▸ **Stated goal**: Continue the passage on growth poles and economic linkages, picking up after its final sentence.

▸ **Source passage**:

☆ ☆ ☆ ☆ ☆

The basic premise of most such development schemes is the idea of creating what is sometimes called a "growth pole." This is based on the finding of economic geography that firms benefit from proximity to other successful firms. Economically successful regions arise because firms generate beneficial externalities that other nearby firms can take advantage of -- they foster a pro-business political climate, they produce a trained pool of labor, they share the costs of infrastructure improvements, and so forth. One of the most important of these effects is economic linkages. The most commonly described type of linkages are based on product flows. For example, a successful steel plant will foster the growth of "downstream" industries like car manufacturers that use the steel, as well as "upstream" industries like steelmaking equipment manufacturers that produce things the steel company needs. Another type of linkage is a "fiscal" linkage. A fiscal linkage occurs when some entity -- often a government -- takes a portion of the company's profits and reinvests it in another enterprise.

☆ ☆ ☆ ☆ ☆

(Bounding box annotation rows)
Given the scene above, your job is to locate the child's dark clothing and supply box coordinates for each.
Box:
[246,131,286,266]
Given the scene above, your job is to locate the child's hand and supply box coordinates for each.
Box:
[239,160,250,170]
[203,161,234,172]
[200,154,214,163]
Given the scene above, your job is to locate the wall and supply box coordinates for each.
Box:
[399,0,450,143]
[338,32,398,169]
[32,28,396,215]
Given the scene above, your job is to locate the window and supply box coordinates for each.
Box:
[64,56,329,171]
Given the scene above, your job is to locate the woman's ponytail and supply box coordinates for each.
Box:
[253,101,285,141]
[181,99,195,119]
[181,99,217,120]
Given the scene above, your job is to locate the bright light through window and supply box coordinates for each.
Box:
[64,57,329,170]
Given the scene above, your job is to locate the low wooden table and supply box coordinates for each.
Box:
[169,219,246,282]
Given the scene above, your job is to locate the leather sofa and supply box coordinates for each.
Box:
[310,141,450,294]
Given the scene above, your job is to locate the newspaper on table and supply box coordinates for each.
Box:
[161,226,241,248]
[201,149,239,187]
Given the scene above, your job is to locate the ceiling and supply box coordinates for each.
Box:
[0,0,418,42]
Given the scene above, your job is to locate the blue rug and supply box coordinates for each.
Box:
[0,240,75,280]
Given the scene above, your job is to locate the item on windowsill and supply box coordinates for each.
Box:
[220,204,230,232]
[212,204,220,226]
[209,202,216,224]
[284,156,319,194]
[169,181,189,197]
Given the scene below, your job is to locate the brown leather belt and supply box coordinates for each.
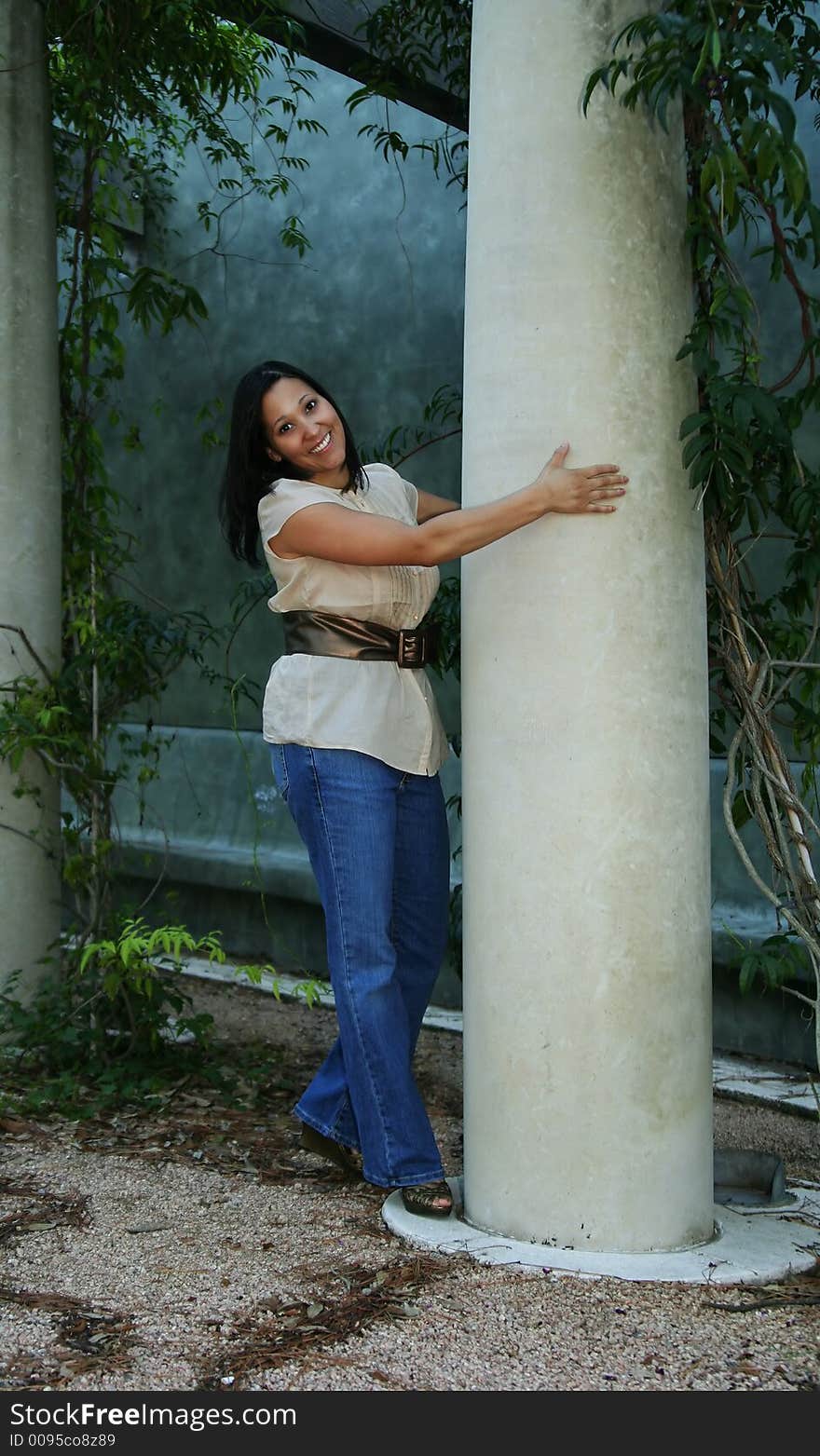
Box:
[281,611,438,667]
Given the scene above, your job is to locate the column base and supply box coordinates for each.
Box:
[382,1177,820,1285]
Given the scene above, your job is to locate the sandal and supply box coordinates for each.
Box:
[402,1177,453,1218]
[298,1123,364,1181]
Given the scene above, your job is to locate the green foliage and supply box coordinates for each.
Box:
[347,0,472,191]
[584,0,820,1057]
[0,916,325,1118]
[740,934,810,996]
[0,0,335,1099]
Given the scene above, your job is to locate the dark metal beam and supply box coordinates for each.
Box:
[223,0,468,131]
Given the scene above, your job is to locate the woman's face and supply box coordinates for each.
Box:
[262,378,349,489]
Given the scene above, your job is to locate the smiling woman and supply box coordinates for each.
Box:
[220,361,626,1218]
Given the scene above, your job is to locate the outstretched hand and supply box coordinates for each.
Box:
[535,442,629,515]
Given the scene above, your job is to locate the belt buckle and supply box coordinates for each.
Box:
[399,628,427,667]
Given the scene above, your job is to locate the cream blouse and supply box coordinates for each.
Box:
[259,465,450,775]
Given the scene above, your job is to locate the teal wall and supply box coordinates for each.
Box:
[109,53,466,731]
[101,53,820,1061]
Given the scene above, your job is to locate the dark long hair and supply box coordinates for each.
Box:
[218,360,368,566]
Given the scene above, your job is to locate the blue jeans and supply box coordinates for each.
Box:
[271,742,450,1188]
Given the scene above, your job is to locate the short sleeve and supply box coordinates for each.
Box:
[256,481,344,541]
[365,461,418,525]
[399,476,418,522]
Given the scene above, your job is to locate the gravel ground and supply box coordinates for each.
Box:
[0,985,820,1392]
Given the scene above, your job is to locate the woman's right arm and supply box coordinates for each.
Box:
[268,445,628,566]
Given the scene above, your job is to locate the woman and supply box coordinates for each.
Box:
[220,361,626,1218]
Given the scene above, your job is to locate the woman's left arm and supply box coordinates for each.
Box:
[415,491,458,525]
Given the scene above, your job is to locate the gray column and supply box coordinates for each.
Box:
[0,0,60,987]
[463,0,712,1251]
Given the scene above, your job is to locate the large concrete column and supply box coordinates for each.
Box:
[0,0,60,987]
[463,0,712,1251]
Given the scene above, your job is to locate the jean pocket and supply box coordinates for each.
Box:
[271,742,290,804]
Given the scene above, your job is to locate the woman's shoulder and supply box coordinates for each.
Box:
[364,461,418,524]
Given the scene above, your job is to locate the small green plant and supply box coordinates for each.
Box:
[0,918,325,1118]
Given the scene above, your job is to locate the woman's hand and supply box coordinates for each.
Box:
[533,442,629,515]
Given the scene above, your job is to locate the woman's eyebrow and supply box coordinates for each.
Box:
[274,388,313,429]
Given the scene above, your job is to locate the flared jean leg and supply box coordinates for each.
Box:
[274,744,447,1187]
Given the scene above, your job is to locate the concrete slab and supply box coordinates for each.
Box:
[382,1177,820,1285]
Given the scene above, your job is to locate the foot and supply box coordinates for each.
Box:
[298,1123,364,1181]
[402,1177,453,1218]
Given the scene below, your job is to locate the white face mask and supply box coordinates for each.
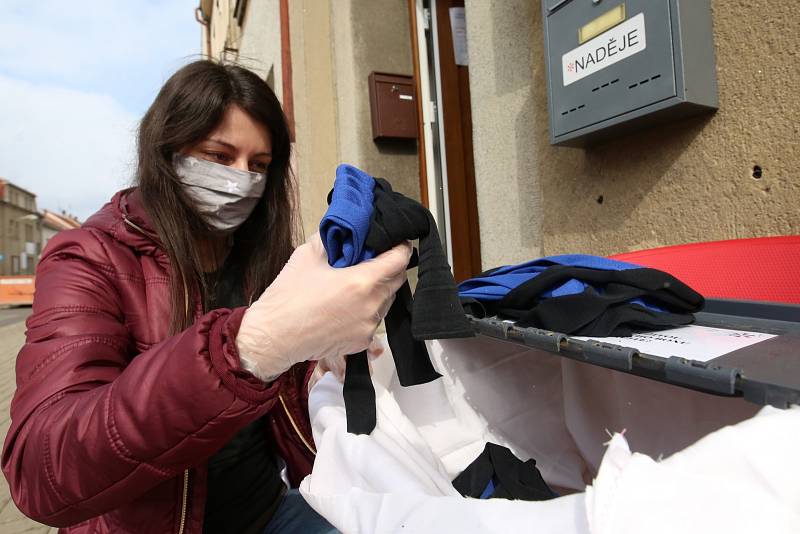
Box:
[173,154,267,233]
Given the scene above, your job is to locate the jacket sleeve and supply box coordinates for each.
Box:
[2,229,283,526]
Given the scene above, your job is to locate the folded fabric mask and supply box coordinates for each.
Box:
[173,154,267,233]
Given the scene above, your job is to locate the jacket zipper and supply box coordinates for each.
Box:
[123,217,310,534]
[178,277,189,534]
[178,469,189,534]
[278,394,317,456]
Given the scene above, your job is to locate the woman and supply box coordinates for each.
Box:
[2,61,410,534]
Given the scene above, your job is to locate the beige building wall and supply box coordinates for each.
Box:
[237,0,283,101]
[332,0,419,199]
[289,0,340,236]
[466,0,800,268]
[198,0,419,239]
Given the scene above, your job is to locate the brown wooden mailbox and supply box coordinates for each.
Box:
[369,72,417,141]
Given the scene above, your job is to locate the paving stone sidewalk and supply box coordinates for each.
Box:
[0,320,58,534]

☆ ☆ ☆ ☆ ☆

▸ **Exercise answer**:
Mining linkages are predominantly fiscal. Mining companies have been generally unsuccessful at generating upstream and downstream linkages, for a variety of reasons I won't go into at the moment. Casinos work likewise. Generally a casino is a self-contained resort complex, meaning there's little opening for additional related enterprises to accrete around it. Instead, tribes take their casino revenues and reinvest them in things like community services, other enterprises, and payouts to tribe members.
The artificiality of fiscal linkages is one problem. Because there's no economic interrelatedness to dictate what other enterprises will benefit from the linkage (as is the case in upstream and downstream linkages), fiscal linkages are more susceptible to manipulation. Corrupt and nepotistic use of mining revenues is a widespread problem in developing countries. Compounding this problem is the centralization of the money. Mines and casinos are typically single large enterprises, meaning the profts are concentrated in a few hands. This centralization continues when the government takes its cut. This centralization of money leads to a centralization, and hence focused use, of power. This is what has led tribes with casinos to gain more political clout. But it has also led to tribal leaders abusing their power within the tribe, since tribe members are at the mercy of those who control the casino's revenue stream. As I understand it, this kind of problem has plagued the Oneida Nation since the opening of Turning Stone Casino, as many of the out-of-power traditionalist faction feel that they have been greatly wronged by the Nation's leaders.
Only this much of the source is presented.